== Task description ==
Copy the records below character for character.
#### Records supplied
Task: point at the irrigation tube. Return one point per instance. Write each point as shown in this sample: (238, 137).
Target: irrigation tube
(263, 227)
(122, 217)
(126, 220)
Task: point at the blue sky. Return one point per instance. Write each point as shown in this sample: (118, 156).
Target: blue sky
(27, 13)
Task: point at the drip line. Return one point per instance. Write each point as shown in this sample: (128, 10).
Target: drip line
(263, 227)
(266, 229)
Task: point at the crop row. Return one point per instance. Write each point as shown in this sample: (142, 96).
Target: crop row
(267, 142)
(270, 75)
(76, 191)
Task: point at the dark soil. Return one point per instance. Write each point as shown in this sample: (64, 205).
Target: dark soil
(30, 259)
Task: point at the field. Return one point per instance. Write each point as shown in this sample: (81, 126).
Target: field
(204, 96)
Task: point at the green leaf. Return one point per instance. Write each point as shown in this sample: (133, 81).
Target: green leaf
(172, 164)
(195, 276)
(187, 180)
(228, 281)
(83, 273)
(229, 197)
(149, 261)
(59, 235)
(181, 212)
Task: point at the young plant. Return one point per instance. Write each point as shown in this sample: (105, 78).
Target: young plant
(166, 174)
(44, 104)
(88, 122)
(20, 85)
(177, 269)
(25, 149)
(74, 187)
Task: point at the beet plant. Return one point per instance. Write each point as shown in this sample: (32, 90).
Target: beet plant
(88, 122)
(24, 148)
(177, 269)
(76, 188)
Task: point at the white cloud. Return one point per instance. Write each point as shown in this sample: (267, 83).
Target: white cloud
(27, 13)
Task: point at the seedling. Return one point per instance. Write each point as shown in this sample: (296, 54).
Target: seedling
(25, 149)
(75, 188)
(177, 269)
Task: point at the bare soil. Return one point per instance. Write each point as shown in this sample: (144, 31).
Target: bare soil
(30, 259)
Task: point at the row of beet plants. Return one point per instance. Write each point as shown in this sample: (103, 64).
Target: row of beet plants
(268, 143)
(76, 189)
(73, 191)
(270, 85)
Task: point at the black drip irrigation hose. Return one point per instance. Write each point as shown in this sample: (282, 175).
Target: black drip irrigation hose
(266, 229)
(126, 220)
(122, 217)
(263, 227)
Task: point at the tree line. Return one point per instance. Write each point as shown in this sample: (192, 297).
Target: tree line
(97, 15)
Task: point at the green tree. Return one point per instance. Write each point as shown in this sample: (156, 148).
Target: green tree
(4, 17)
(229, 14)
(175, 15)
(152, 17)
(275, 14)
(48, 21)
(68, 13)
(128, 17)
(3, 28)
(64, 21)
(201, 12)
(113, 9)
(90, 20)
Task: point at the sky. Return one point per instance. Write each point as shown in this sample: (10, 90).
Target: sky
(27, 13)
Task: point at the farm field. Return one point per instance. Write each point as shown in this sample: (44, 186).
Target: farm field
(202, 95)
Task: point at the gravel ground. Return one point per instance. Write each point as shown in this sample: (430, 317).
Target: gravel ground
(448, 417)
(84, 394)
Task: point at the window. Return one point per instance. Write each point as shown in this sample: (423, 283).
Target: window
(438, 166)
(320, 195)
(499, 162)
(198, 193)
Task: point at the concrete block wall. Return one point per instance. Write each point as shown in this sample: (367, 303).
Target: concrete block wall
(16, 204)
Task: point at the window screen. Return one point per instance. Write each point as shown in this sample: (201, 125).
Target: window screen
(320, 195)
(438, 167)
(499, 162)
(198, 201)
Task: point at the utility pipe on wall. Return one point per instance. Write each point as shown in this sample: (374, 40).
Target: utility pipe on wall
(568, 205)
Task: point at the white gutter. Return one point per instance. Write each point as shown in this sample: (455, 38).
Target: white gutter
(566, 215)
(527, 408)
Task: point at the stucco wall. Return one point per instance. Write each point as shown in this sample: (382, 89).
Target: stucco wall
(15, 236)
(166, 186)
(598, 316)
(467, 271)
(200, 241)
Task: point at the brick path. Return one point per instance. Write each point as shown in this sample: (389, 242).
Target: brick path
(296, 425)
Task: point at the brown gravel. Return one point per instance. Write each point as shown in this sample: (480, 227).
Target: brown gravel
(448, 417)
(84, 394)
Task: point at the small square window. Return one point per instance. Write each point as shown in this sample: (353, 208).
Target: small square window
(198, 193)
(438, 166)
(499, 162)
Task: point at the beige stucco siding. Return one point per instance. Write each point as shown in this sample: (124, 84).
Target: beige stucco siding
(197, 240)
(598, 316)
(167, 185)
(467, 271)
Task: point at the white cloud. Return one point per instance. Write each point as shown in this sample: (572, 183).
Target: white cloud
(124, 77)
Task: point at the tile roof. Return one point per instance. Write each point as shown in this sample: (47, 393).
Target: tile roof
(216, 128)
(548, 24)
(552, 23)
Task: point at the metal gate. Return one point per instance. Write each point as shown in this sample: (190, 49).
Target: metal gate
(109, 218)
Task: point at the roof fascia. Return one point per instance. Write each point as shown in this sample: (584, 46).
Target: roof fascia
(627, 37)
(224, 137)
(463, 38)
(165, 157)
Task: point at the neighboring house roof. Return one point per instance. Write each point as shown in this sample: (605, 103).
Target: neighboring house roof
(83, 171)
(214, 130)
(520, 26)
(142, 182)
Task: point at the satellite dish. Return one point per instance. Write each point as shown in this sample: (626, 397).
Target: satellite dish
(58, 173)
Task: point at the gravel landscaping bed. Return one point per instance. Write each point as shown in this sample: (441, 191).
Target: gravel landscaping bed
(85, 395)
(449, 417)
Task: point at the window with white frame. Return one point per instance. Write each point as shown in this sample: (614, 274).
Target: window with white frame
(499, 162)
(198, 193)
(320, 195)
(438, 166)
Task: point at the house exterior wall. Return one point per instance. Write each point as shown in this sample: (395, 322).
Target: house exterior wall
########
== Solved problem ==
Task: point at the irrigation tube. Return one point per instance. Write each point as shown in this sample: (238, 137).
Target: irrigation tube
(263, 227)
(122, 217)
(126, 220)
Task: point at the blue sky. Return one point per instance. Write each point as shown in this sample: (118, 156).
Target: blue sky
(27, 13)
Task: point at the drip line. Return one point per instance. Write each point as shown in this sample: (128, 10).
Target: drip line
(263, 227)
(266, 229)
Task: point at the crop row. Return one point per instance. Write each point as shown in this sample: (142, 96).
Target: crop row
(267, 142)
(270, 75)
(76, 191)
Task: point at the dark soil. Return one point per instance. Write each point as shown in this sample: (64, 205).
Target: dark soil
(30, 259)
Task: point at the field. Return one point per instance. Write each point as shown in this sample: (81, 126).
Target: field
(204, 96)
Task: point at the green leaf. Return one point per instance. Write each point as shown in this sample: (133, 81).
Target: green leaf
(172, 164)
(195, 276)
(187, 180)
(228, 281)
(83, 273)
(229, 197)
(149, 261)
(59, 235)
(181, 212)
Task: point at the young plant. Return one point per instance. Write each point as shown in this sample: (105, 78).
Target: young plant
(166, 174)
(44, 104)
(88, 122)
(20, 85)
(177, 269)
(25, 149)
(74, 187)
Task: point at the beet plant. Return one point per instance. Write each point as shown in this sample: (32, 90).
Target: beet plant
(88, 122)
(24, 148)
(177, 269)
(76, 188)
Task: point at the white cloud. Return one point per instance. Write each point as shown in this sample: (267, 83).
Target: white cloud
(27, 13)
Task: point at the seedling. Return one point per instance. Write each point as shown in this sample: (296, 54).
Target: seedling
(25, 149)
(75, 188)
(177, 269)
Task: point at the bare soil. Return one point per instance. Write each point as shown in this sample: (144, 31).
Target: bare soil
(30, 259)
Task: point at the row of beet plants. Return one point per instance. Write each point as shown in this sample: (103, 64).
Target: row of beet plants
(268, 143)
(76, 189)
(73, 191)
(270, 85)
Task: point at the black drip irrigation hose. Return one point per instance. Write each point as shown in this sample: (282, 175).
Target: black drip irrigation hose
(266, 229)
(126, 220)
(122, 217)
(263, 227)
Task: point at the tree line. Return one point per instance. Write each point as shown in this sample: (192, 297).
Target: tree line
(97, 15)
Task: point at the green tree. Return one point per instance. Write each point as shown in this sample: (156, 148).
Target: green tree
(4, 17)
(229, 14)
(175, 15)
(152, 17)
(275, 14)
(48, 21)
(68, 13)
(128, 17)
(3, 28)
(64, 21)
(201, 12)
(113, 9)
(90, 20)
Task: point at the sky. Return one point per instance. Write each point as shown in this sample: (10, 90).
Target: sky
(27, 13)
Task: point at the farm field. Return one point per instance. Write each point as shown in this sample: (44, 186).
Target: farm field
(202, 95)
Task: point at the gravel ground. Return one point per instance. Write each point as shown in this sample: (430, 317).
Target: gravel ground
(448, 417)
(84, 394)
Task: point at the window. Return one point per instance. Write each point as shown in this sample: (423, 283).
Target: window
(438, 166)
(320, 195)
(499, 162)
(198, 193)
Task: point at the concrete block wall. Return one point per instance. Write each point as shown in this sample: (367, 303).
Target: concrete block wall
(16, 204)
Task: point at the window screen. Return one point per instance. Write each point as shown in this sample: (201, 125).
Target: window screen
(320, 195)
(438, 167)
(499, 162)
(198, 201)
Task: point at the utility pipe on wall. Return one point per instance. Write each point as shown in this sample: (374, 40).
Target: utility pipe on wall
(568, 205)
Task: point at the white gutter. Return one point per instance. Write each point as shown in this sample: (455, 38).
Target: white gutter
(566, 215)
(527, 408)
Task: point at the stucco wall. Return one point per instance. Write each point as shown in this sample: (382, 89).
Target: stucco wall
(15, 236)
(166, 186)
(598, 316)
(467, 271)
(200, 241)
Task: point at the brick path. Return one point per instance. Write each point as shown in this sample: (389, 242).
Target: brick path
(296, 425)
Task: point at the brown gravel. Return one point per instance. Write each point as shown in this sample: (480, 227).
Target: brown gravel
(448, 417)
(84, 394)
Task: point at the small square window. Return one point per instance. Write each point as shown in this sample: (353, 208).
Target: small square window
(198, 193)
(438, 166)
(499, 162)
Task: point at the beige stucco siding. Return one point per instance. Write each point as shown in this sample: (124, 84).
Target: beige stucco siding
(197, 240)
(598, 316)
(167, 185)
(467, 271)
Task: point at the white cloud. Return one point per instance. Write each point as shown in this sample: (572, 183).
Target: white cloud
(124, 77)
Task: point at the tile roof. Return one point per instance. Write each point as shown in this sample: (47, 393).
Target: tile roof
(216, 128)
(548, 24)
(552, 23)
Task: point at the metal gate. Return one point per instance. Write each point as shown in this sample: (190, 49).
Target: metal gate
(109, 218)
Task: point at the roof fascia. Return one point per instance. Write each point as shown in this sample: (584, 46).
Target: roof fascia
(627, 37)
(224, 137)
(463, 38)
(165, 157)
Task: point at the neighboring house roof. Return one point per instance. Write each point as shown in this sample: (605, 103).
Target: neighboring house roof
(83, 171)
(214, 130)
(520, 26)
(142, 182)
Task: point at the satellite dish. Return one point per instance. Write each point as shown in this sample: (626, 397).
Target: satellite dish
(58, 173)
Task: point at the gravel landscaping bed. Return one point per instance. Write each point as shown in this sample: (441, 191).
Target: gravel landscaping bed
(85, 395)
(449, 417)
Task: point at the window with white frame. Return one point per instance. Write each point as shown in this sample: (614, 274).
Target: window with white frame
(499, 162)
(198, 193)
(320, 195)
(438, 166)
Task: point at the house exterior wall. Return one point per instance. Write each point as shown in this sample: (395, 322).
Target: house exterior wall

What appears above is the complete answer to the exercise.